* _Provided entries_
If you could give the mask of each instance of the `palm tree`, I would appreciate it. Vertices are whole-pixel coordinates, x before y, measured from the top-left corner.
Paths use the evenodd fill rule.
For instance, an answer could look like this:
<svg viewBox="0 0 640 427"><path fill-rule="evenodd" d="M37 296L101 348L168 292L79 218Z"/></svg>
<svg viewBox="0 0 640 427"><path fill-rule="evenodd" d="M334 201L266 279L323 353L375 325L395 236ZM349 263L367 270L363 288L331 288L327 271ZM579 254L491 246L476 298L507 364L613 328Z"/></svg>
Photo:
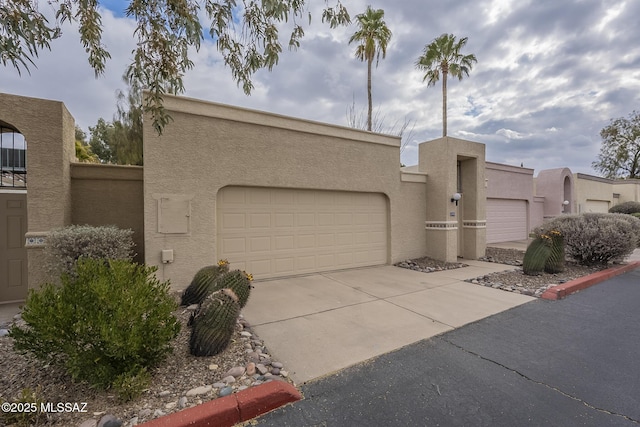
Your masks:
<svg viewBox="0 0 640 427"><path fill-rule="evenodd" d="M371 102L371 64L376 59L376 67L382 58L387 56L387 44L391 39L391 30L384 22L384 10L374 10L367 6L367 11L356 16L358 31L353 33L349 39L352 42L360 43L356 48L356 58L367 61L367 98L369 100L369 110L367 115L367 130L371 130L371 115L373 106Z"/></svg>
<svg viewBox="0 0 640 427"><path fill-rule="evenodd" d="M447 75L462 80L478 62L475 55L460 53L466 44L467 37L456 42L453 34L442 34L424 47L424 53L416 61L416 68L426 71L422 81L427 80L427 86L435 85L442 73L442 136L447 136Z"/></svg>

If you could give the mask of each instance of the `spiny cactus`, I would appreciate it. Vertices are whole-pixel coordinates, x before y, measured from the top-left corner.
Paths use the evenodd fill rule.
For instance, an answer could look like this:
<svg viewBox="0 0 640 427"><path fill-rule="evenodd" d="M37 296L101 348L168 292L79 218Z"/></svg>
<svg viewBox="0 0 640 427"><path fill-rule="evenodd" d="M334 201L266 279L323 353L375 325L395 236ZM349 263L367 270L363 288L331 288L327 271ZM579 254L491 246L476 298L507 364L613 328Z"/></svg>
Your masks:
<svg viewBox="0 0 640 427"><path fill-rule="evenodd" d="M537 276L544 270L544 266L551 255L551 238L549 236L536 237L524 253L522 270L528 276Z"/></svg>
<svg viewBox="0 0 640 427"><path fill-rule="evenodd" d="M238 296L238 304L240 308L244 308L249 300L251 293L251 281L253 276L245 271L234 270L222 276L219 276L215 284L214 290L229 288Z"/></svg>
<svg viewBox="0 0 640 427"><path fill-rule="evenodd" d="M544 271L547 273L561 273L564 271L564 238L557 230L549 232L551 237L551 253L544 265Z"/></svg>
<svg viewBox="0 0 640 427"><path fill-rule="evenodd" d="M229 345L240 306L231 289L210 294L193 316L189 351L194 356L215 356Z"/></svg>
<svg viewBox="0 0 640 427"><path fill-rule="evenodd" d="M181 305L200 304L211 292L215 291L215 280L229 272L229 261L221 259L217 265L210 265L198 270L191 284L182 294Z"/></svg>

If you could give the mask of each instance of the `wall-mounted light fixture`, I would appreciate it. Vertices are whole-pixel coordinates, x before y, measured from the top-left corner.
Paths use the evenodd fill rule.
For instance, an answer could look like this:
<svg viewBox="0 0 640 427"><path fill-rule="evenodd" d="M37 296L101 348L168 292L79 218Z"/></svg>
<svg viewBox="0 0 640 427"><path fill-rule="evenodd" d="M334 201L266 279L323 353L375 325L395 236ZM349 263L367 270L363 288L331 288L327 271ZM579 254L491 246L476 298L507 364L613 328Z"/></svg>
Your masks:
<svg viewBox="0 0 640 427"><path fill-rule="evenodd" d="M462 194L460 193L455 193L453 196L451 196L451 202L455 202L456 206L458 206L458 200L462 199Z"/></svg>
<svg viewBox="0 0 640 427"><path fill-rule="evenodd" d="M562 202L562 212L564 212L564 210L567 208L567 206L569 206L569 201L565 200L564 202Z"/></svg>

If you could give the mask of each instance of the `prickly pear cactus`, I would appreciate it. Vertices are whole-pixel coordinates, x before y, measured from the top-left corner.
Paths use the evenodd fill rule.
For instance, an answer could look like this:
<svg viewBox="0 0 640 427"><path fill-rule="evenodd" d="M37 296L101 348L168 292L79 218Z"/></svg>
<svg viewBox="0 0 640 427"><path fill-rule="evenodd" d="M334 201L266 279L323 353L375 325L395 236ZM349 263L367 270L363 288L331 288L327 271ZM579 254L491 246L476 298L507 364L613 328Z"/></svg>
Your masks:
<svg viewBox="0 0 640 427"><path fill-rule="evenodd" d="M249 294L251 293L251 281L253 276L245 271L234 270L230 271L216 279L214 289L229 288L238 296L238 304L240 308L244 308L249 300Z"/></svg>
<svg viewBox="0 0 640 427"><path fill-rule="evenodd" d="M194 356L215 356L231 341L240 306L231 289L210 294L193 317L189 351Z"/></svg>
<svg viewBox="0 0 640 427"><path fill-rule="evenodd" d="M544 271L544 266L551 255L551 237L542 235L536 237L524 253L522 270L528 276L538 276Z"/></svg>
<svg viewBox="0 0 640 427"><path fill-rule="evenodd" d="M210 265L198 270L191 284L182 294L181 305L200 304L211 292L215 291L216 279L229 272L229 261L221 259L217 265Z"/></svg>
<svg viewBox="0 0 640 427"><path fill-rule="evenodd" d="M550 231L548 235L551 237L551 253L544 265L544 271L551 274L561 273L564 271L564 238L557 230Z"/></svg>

==

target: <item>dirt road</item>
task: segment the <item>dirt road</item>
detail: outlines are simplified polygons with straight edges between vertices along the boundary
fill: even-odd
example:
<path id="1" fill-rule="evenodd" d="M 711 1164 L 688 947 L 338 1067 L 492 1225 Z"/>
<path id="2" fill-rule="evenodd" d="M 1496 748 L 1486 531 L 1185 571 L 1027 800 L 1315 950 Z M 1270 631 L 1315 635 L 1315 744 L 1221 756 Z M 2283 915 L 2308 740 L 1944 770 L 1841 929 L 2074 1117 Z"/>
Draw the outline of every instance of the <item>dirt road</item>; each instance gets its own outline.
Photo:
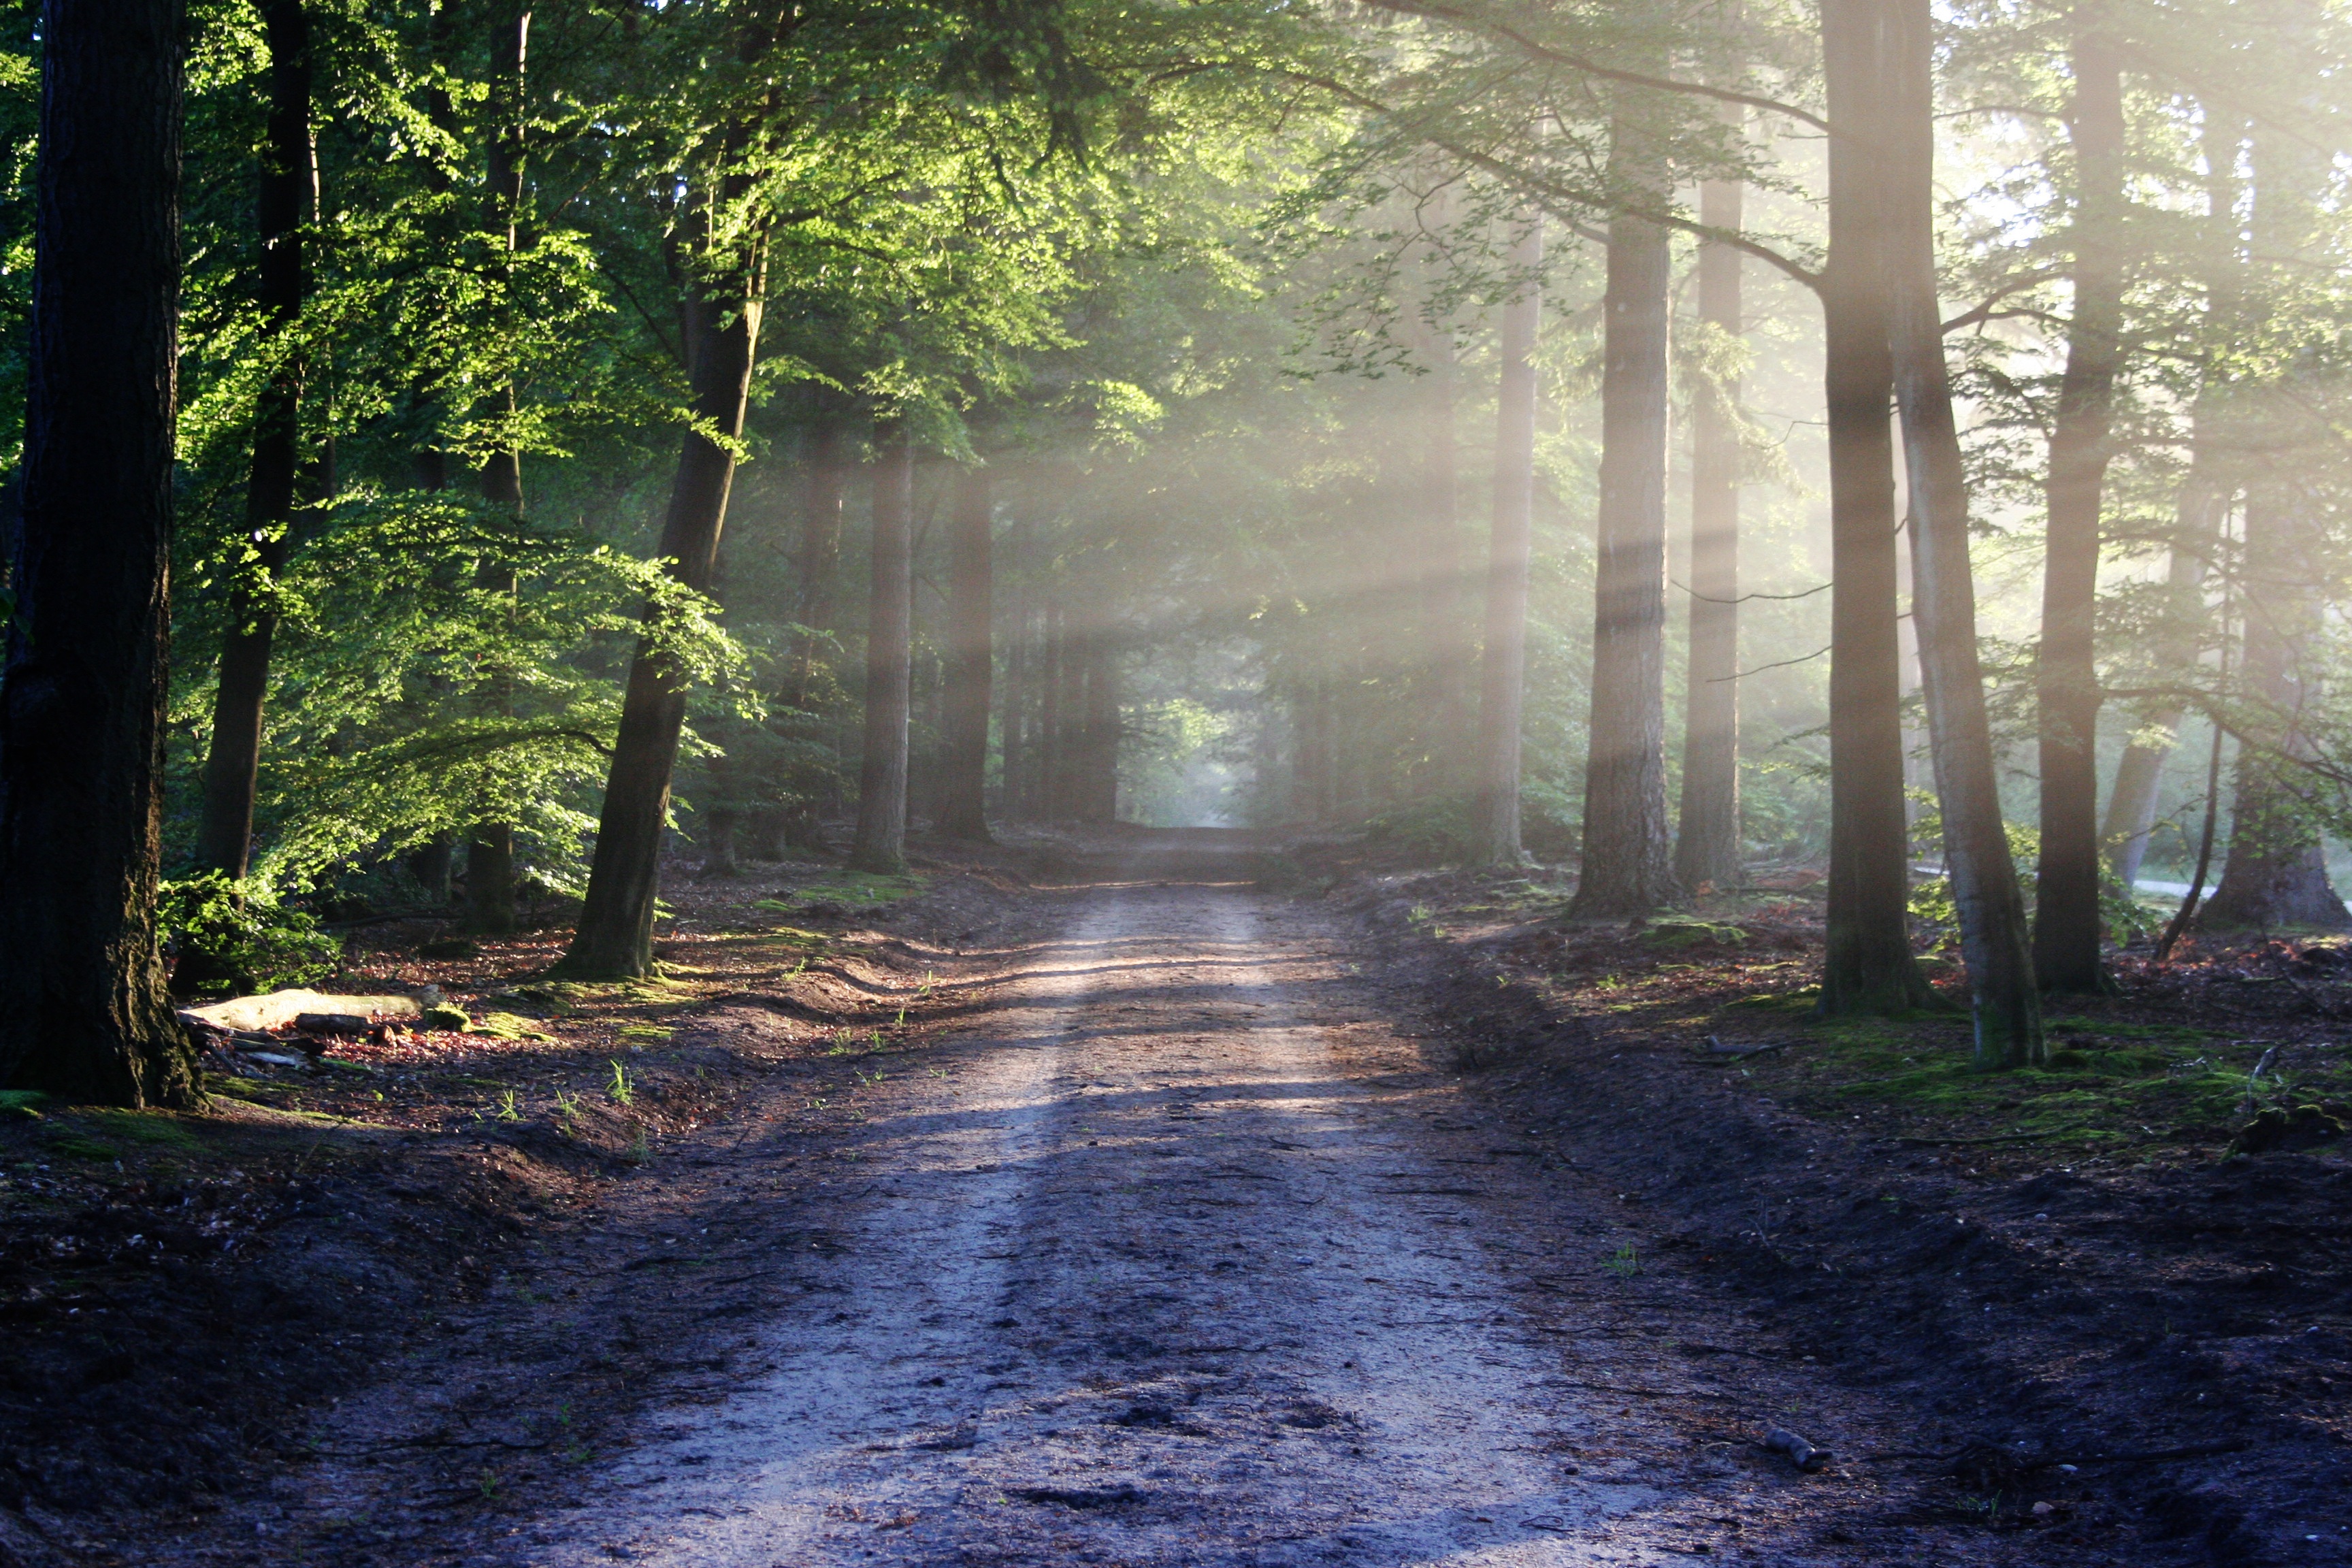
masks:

==

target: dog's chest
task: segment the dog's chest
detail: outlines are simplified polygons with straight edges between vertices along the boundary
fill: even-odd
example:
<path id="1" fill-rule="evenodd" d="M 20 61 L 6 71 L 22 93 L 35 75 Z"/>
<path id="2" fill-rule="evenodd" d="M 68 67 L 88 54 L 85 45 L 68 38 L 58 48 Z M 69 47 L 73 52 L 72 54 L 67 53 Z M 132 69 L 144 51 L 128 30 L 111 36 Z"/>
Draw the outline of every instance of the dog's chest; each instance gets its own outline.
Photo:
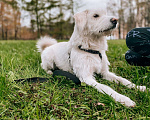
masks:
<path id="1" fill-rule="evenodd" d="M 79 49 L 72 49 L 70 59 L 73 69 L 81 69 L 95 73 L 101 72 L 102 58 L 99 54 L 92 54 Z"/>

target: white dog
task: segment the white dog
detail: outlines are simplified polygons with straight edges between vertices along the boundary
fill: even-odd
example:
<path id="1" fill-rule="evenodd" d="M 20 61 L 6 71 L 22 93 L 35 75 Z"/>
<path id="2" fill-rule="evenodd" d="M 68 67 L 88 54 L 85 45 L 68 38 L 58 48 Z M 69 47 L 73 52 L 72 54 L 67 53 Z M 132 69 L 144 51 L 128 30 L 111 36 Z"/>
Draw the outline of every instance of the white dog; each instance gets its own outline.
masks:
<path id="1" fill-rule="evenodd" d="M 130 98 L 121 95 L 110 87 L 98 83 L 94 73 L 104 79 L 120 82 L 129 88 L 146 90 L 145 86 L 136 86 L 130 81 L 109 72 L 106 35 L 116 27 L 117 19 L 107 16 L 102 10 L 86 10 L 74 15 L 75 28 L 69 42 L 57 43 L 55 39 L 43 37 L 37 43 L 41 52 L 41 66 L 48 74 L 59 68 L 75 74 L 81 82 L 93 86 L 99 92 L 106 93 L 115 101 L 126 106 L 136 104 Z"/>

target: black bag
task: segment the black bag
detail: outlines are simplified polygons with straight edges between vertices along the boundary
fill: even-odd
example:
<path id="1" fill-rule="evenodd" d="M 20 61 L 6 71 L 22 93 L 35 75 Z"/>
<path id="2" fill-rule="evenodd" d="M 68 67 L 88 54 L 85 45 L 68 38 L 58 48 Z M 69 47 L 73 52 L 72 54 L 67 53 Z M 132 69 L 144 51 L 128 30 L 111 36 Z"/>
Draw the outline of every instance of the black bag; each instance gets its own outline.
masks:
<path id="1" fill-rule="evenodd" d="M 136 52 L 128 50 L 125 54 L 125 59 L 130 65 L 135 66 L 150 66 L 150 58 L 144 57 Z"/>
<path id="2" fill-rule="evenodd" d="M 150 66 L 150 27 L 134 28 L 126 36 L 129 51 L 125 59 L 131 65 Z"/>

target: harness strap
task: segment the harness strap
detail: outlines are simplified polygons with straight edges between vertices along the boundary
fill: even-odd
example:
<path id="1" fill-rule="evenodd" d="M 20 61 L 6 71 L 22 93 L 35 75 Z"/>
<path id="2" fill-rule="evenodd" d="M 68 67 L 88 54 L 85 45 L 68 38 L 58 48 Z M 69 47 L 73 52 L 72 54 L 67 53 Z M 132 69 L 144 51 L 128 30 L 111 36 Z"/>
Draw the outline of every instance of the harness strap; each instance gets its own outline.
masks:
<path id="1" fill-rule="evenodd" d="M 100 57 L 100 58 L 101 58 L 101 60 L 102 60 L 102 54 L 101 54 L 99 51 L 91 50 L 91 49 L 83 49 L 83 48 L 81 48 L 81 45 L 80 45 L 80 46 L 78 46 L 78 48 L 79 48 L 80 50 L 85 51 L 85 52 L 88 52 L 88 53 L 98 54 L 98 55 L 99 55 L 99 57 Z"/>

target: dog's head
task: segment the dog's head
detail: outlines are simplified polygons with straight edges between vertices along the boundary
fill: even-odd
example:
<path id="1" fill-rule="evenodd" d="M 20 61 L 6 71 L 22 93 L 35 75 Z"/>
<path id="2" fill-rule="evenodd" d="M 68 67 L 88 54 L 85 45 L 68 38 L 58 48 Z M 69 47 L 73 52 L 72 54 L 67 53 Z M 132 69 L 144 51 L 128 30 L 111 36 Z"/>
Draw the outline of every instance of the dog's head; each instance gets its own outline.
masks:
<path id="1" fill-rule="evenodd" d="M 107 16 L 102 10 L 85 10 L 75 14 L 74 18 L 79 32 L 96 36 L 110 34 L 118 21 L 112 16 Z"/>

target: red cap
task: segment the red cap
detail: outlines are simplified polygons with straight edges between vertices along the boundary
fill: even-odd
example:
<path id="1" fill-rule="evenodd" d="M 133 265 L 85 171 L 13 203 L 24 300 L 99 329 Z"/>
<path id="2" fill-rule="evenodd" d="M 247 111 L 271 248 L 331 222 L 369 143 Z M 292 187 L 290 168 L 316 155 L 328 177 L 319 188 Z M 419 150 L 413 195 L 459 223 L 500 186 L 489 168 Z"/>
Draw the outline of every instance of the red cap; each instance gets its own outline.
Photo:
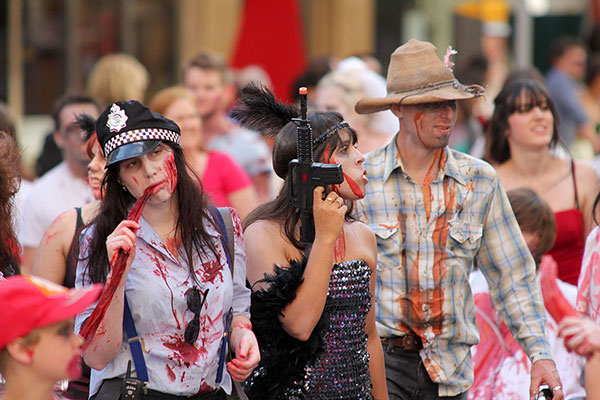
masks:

* _Instructions to follow_
The number of lines above containing the word "head" is all that should be returned.

* _Answer area_
3